§ **Description of the task**:
Copy out all of the material exactly as presented.

(Stored data entries)
::::::::::

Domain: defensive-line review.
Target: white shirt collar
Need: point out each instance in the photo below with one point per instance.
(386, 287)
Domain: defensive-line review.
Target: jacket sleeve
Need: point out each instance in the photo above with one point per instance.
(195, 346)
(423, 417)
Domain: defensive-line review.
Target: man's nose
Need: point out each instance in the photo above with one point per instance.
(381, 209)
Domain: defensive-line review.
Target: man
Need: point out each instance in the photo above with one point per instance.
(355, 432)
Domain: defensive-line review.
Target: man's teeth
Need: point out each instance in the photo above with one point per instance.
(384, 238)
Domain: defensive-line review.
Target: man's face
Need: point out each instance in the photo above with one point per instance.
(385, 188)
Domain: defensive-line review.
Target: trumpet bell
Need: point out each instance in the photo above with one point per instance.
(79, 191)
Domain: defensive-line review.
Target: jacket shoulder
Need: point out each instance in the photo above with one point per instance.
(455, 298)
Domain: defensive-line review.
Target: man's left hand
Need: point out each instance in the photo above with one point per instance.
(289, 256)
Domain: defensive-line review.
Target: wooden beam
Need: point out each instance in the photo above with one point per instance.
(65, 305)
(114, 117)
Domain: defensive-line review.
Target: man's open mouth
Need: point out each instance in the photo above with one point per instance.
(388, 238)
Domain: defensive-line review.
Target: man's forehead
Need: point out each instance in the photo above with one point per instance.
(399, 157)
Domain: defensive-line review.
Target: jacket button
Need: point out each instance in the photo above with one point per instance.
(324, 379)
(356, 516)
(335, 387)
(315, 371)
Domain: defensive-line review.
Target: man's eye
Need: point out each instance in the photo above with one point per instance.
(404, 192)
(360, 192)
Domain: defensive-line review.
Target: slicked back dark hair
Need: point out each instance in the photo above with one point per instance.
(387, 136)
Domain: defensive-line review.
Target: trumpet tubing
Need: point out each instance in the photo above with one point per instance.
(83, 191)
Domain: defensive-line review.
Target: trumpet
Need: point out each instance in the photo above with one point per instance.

::::::::::

§ **Exercise result**:
Domain: defensive-line review.
Target: white shirt collar
Need: point out each instance in the photo below with one point per instance.
(386, 287)
Domain: defensive-line review.
Target: jacket sleeve
Need: point out each instance in the photo above with one point per instance.
(195, 346)
(423, 417)
Domain: defensive-line review.
Target: man's nose
Need: point out each instance in the photo above with one point per instance.
(381, 209)
Domain: defensive-line review.
Target: man
Need: point out each instance in the photo above with one point per instance.
(355, 432)
Domain: defensive-line review.
Target: man's teeth
Need: point out each instance in the photo above with one point per instance.
(384, 238)
Domain: defensive-line review.
Target: man's face
Need: point out each instance in the photo above with one point per instance.
(385, 188)
Domain: defensive-line review.
Target: trumpet bell
Need: point out each instance in the photo above with one point per instance.
(79, 191)
Domain: defensive-line review.
Target: jacket shoulder
Need: point out each instance in the photo above with one point per instance.
(455, 298)
Domain: defensive-line review.
Target: man's left hand
Need: point out each instance in the photo above with one point per instance.
(289, 256)
Domain: defensive-line review.
Target: wooden beam
Need: point out each instance in the photo above with one point per instance.
(65, 305)
(114, 117)
Domain: defensive-line review.
Target: man's open mouth
Need: point out each instance in the photo above with one point per instance.
(388, 238)
Domain: defensive-line review.
Target: man's forehead
Need: point out each instance in the photo above with one point per instance.
(399, 157)
Domain: defensive-line review.
Target: jacket button
Need: point out each instance in the photo above with one point per instance.
(324, 379)
(356, 516)
(335, 387)
(315, 371)
Domain: defensive-line review.
Target: man's eye
Need: point out each instance in the photo above with one point per instance.
(404, 192)
(360, 192)
Domain: defensive-line review.
Target: slicked back dark hair
Need: point out each instance in the photo above with one point per instance.
(387, 136)
Domain: defensive-line review.
Target: trumpet tubing
Need: point out each instance in the photo above with one point per instance.
(83, 191)
Domain: defensive-line review.
Target: trumpet
Need: point out each instance in the photo above with one point per instance.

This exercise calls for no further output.